• [SOURCE]
Hi William,
I don't fully understand your proposed encoding scheme (e.g., Is there a
namespace each encoding scheme is bound to? How do namespaces get
encoded? How are syntax strictures encoded?), but even then, presuming
it's sound, you've said in the message before that this encoding space
will enhance interoperability. What mechanism is in place to make my
encoding space interoperable with yours? Perhaps, independent of each
other, you bind !123 to a character semantically identical to one I've
bound to !234. What rules are in place to allow interchangeability? What
about one-to-many or many-to-many or vague or ambiguous mappings across
encoding schemes, or mappings that we might reasonably contest?
Or maybe you're not so much concerned about interoperability as are you
are with extending the PUA block beyond its current limits? Something
like SGML/XML entities? Couldn't you simply capitalize on the rules that
already exist for entities?
Best wishes,
jk
--
Joel Kalvesmaki
Director, Text Alignment Network
http://textalign.net
On 2020-02-14 15:52, wjgo_10...@btinternet.com via Unicode wrote:
The solution is to invent my own encoding space. This sits on top of
Unicode, could be (perhaps?) called markup, but it works!
It may be perilous, because some software may enforce the strict
official code point limits.
I have now realized that what I wrote before is ambiguous.
When I wrote "sits on top of Unicode" I was not meaning at some code
points above U+10FFFF in the Unicode map, though I accept that it
could quite reasonably be read as meaning that.

• [DATASET RECORDS]
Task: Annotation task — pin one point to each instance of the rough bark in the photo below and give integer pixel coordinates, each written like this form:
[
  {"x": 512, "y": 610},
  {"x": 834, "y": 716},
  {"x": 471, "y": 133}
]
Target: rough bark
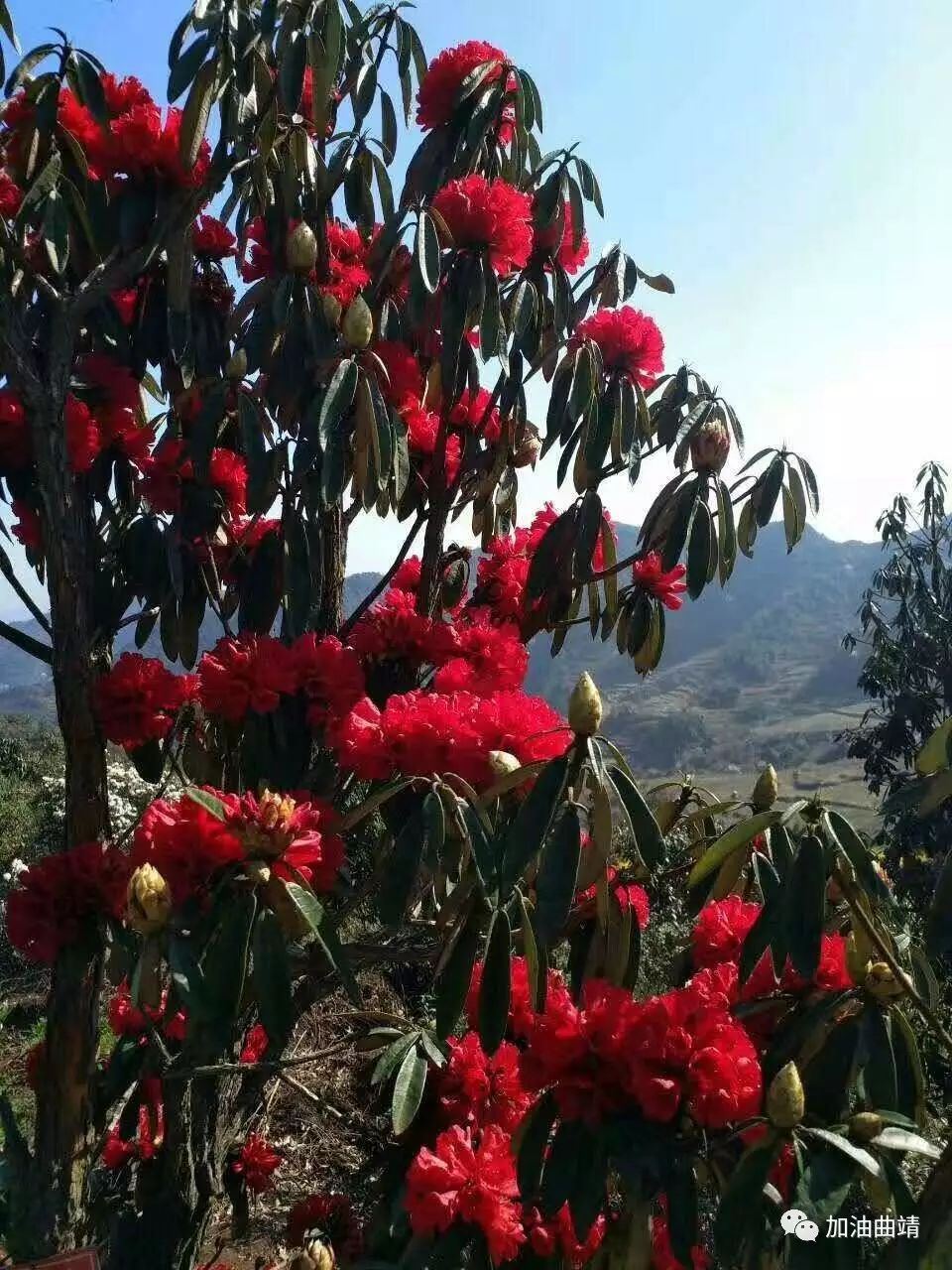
[{"x": 63, "y": 1128}]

• [PROBLEMS AND TASKS]
A – Transcribe the records line for line, leaving out the pictures.
B – Write the next part of the email thread about Unicode encoding spaces, starting after its last sentence.
The records are unrelated to the email thread about Unicode encoding spaces.

• [RESPONSES FOR EACH TASK]
A –
Task: Annotation task — pin one point to each instance of the rough bark in the photo below and give integer pixel coordinates, each written like this form:
[
  {"x": 512, "y": 610},
  {"x": 834, "y": 716},
  {"x": 471, "y": 133}
]
Target: rough bark
[{"x": 63, "y": 1128}]

B –
My encoding space sits on top of Unicode in the sense that it uses a
sequence of regular Unicode characters for each code point in my
encoding space.
For example
∫⑦⑧①
or
!781
or
a character sequence of a base character, followed by a tag
exclamation mark followed by three tag digits and a cancel tag.
All three examples above have the same meaning.
∫⑦⑧① is useful as more unlikely otherwise than !123, though !123 is
easier to use and could be used in a GS1-128 barcode.
The tag sequence has the potential to become incorporated into Unicode
for universal standardization of unambiguous interoperability
everywhere. That is a long term goal for me.
The example above uses a three-digit code number. My encoding space
allows for various numbers of digits, with a minimum of three digits
and a much larger theoretical maximum. The most digits in use at
present in my research project in any one code number is six.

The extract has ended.